Instructions:
[1] In the story about scattering ashes at sea, how many passengers besides the pilot could the helicopter carry?
[2] Carry the story about scattering ashes at sea forward from its last sentence.

Extract:
========================================================================
This particular story happened to me back in the 'Guff when I was a rookie pilot. I was doing 14 & 7s (fourteen days on, seven days off, an awful schedule unless the money is good) and living offshore working for a guy who was a silent partner for a few Enron platforms. Because of the lengthy time offshore I got to be good friends with some of the rig apes, one of whom had a grandmother who passed away during my hitch. He called me and asked if I could do him a favor and grant his grandmother's last wish to be buried at sea. I said, sure, no problem, it'd be my pleasure to help.

Now because of the way that flight time was calculated we ended up with a considerable amount of time which didn't reflect what was on the Hobbes meter, something that allowed us to fly a bit at the end of the day if our families came out to see us or in this case, with this guy's family who wanted to spread Grandma's ashes at sea. I flew a Bell Long Ranger which could carry seven passengers in addition to me. I briefed the family, which incidentally consisted of a bunch of weight lifters, let them know how we were going to proceed, and then strapped them in for a flight that would last about 25 minutes.
========================================================================
Data section:
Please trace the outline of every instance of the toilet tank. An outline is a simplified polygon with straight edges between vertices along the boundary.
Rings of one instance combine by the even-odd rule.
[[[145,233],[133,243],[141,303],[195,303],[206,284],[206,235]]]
========================================================================
Exercise answers:
[1] Seven passengers.

[2]
So I explained to them that they needed to wait until I told them it was ok to open the window and carefully take the bag with Granny in it and hold it outside the aircraft while I slowly hovered forward. It was imperative that they do just as I asked because of the possibility of the bag getting caught in the tail rotor. They all nodded their heads that they understood and away we went.

We got about ten miles offshore and I began to power back, so I was about to tell everyone that it'd be a couple more minutes before we could do the ceremony when all of a sudden I hear and feel a window open in the back. Next thing I know the entire aircraft is engulfed in a gray fog of burnt Grandma, we're breathing her in, eating her, tasting her. I can't hardly see because the ashes are so thick in the air and if I open my eyes too wide they get them and make me tear up to the point that I can't see. So I'm squinting and kick the bird out of trim to get fresh air flow in through my wing window. The women are screaming, the men are shouting, everyone is coughing and laughing at the same time. Apparently, someone holding the urn opened it, pulled out the bag with the ashes in it, opened the window while we were still going around 60 knots, and tried to pour out her ashes through the window. With the way the airflow moves in a Bell 206, the wind comes into the cabin unless my window up from is open first. Ugh.

We eventually got turned around and headed back to the beach. For years afterward I'd get a card in the mail from the family on the anniversary of that flight.

Good times.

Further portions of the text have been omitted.